··· Estratto

Non si riuscirà a comprendere a pieno la portata
profetica del gesto di Papa Benedetto, se non si parte dalla comprensione
fondamentale di cosa sia realmente il papa e il papato.
Il papa niente altro è che il Vescovo della diocesi
di Roma. Una diocesi sui generis perché è la sede di Pietro, creato primo tra
gli Apostoli da Cristo e pertanto, nella tradizione della Chiesa, chi succede a
Pietro nella cattedra episcopale di Roma eredita anche il suo munus particolare, non solo di guida
della diocesi di Roma ma di guida e centro visibile della comunione di tutta la
chiesa cattolica. In pratica la Chiesa qui sulla terra è costituita dalla
diocesi di Roma e da tutte le diocesi in comunione con essa, così che il
vescovo di Roma, successore di Pietro, e i tutti i vescovi, successori degli
apostoli, in comunione con lui ripresentino il primitivo collegio di Pietro con
gli Apostoli, e perciò come Pietro fu capo degli apostoli, così il papa è il capo
del collegio dei vescovi.
Il fatto che il papa sia vescovo di Roma è ancora
indicato dal fatto che la sua elezione sia riservata ai cardinali. Chi sono
questi? Idealmente questi costituiscono il clero della diocesi di Roma, cui da
sempre è spettato il diritto di eleggersi il suo vescovo. Un tempo erano
effettivamente i diaconi, i parroci e i vescovi delle città vicine
(suburbicarie) a Roma, adesso il titolo di cardinale-diacono è dato ai capi
dicastero della Curia, quello di cardinale-presbitero ai vescovi delle città
più importanti del mondo (ad esempio il Cardinale di Palermo ha il titolo di
Santa Maria Odegitria dei Siciliani), quello di cardinale-vescovo alle più alte
cariche della Curia. Inoltre al collegio cardinalizio sono aggiunti i
patriarchi delle antiche chiese orientali: questo fa sì che da un lato sia
mantenuta la tradizione antica della elezione del papa dal clero di Roma e
dall’altro assicura che la sua figura sia veramente espressione della chiesa
universale.
Il romano pontefice è quindi un vescovo: la
sacramentalità è connessa all’episcopato e non tanto al ministero petrino in
sé, perciò, sacramentalmente parlando, la dignità del vescovo di Roma è pari
alla dignità di un qualsiasi vescovo della Chiesa di Cristo. In questo senso,
come successore di un apostolo, è costituito vicario di Cristo, così come
qualsiasi altro vescovo, giacchè è il collegio apostolico nel suo insieme ad
essere vicario di Cristo. Che questo titolo sia rimasto nell’uso frequente al
papa, non ci deve ingannare sul suo significato teologico, così come lo stesso
titolo di papa, che significa “padre”, di per sé è un residuato di un titolo
greco che fino ad oggi è dato (papàs) ad ogni prete, e finanche il titolo di
“santità” nella chiesa antica era un titolo con cui ci si salutava
scambievolmente tra cristiani. Rimanere legati ai titoli, ma
decontestualizzati, potrebbe portarci ad una comprensione sbagliata del
ministero petrino.

······
··· Righe archiviate

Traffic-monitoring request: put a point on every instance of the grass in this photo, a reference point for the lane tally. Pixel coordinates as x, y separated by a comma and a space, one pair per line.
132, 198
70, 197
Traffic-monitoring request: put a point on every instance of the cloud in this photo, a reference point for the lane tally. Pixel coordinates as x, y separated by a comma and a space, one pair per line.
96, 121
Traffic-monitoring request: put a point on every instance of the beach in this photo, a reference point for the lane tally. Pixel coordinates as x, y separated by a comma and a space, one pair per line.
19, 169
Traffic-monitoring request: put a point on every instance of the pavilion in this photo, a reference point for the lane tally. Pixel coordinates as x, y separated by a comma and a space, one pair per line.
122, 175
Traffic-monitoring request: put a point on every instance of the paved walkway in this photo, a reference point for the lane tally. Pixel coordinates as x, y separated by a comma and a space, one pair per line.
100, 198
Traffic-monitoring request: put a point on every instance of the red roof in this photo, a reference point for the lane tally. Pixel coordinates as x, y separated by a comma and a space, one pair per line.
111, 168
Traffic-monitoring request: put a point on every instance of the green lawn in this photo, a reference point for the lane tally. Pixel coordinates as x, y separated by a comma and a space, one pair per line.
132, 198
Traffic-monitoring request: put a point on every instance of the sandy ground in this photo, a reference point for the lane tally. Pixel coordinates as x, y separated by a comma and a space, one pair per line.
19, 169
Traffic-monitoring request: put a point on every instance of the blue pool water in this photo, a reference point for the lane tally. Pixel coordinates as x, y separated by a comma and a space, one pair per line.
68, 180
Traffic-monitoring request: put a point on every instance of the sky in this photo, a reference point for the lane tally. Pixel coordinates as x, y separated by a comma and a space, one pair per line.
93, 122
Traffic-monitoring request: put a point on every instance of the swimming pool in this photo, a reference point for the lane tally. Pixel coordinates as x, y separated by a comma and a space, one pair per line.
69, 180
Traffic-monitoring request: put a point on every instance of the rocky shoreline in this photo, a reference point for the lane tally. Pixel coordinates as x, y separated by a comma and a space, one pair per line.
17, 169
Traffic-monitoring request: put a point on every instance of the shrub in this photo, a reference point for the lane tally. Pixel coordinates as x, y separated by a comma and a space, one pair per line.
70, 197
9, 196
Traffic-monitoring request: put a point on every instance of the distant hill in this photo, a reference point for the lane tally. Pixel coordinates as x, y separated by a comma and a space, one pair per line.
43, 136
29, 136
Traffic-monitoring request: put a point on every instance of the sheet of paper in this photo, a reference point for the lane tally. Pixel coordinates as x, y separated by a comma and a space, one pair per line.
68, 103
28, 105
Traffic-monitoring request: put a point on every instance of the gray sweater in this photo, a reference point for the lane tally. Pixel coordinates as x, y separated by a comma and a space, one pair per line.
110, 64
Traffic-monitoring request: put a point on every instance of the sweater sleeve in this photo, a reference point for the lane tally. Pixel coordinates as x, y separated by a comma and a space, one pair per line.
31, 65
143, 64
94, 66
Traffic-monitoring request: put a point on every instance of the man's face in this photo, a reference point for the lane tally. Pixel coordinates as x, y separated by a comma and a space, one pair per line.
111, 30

······

» **Obiettivi**:
a - Traduci in inglese questa frase del brano sul papato: "Il papa niente altro è che il Vescovo della diocesi di Roma."
b - Scrivi, per favore, il seguito del brano sul papato, cominciando subito dopo la sua ultima frase.
Il materiale qui non ha alcun ruolo.

» **Compiti svolti**:
a - The pope is nothing other than the Bishop of the diocese of Rome.

b -
Quindi il papato non è un sacramento, così come il
cardinalato non è un sacramento: il sacramento dell’ordine ha solo tre gradi,
episcopato, presbiterato e diaconato.
Diversa è invece la considerazione da fare per
quanto riguarda la giurisdizione, cioè la capacità di esercitare una auctoritas, una potestas regiminis nella Chiesa. Il sacramento è alla base (che
comporta il munus docendi e il munus sanctificandi ma non il munus regendi), per cui non si può
esercitare una vera potestas
ecclesiastica senza essere ordinati, ma la potestas
non risiede nel sacramento dell’ordine. Per l’ininterrotta tradizione della
Chiesa, il papa appena accettata la sua elezione, riceve la potestà di
governare la diocesi di Roma e la potestà di governare tutta la Chiesa col
ministero petrino, direttamente da Dio e sarà da lui che ogni vescovo riceverà
la potestà di governare la sua diocesi particolare, ma solo la sua diocesi e
basta. Invece il munus docendi e sanctificandi, come qualsiasi altro vescovo, li
riceve con la sua consacrazione episcopale: ecco perché il canone prescrive che
se l’eletto papa non è vescovo deve essere immediatamente ordinato vescovo
prima di compiere qualsiasi altro atto.
Perciò, dato che la sua potestas è ricevuta da Dio all’atto dell’elezione, il papa può
anche rinunciare all’esercizio di questo ministero rimettendolo nelle mani di
Dio (e perciò non occorre che nessuno riceva o accetti la rinuncia e non si può
parlare di dimissioni). Questo comporta anche la rinuncia alla sede episcopale
di Roma perché di fatto i due ruoli sono connessi anche se distinti (ad esempio
il Papa ha due Curie: una per guidare la Chiesa univerale e un’altra per
guidare la diocesi di Roma): il pensare il papa come ad un super vescovo o come
ad un capo dei capi (mi si passi l’espressione) potrebbe indurre a pensare
erroneamente che il papato sia un sacramento ulteriore (che metta in secondo
piano l’essere vescovo di Roma), o che si possa rinunciare a fare il papa
rimanendo per assurdo vescovo di Roma! Quindi, a proposito della discussione su quali titoli dare in futuro a Benedetto XVI è chiaro che sarà solo "vescovo emerito di Roma" o anche "Romano Pontefice emerito" e perciò "papa emerito": che poi per cortesia lo si continui a chiamare "santità" e col nome di Benedetto (come un ex primo ministro o ex capo dello Stato si continui a chiamare "presidente") questo non inficia il titolo che gli compete per diritto o ipoteca l'esercizio di un potere nei riguardi del nuovo papa, giacché emerito significa nel diritto proprio chi non esercita più un ufficio, e quindi nessun pericolo che ci siano nella Chiesa due papi come non ci sono mai in una diocesi due vescovi ma solo uno nel suo ufficio e l'altro solo emerito.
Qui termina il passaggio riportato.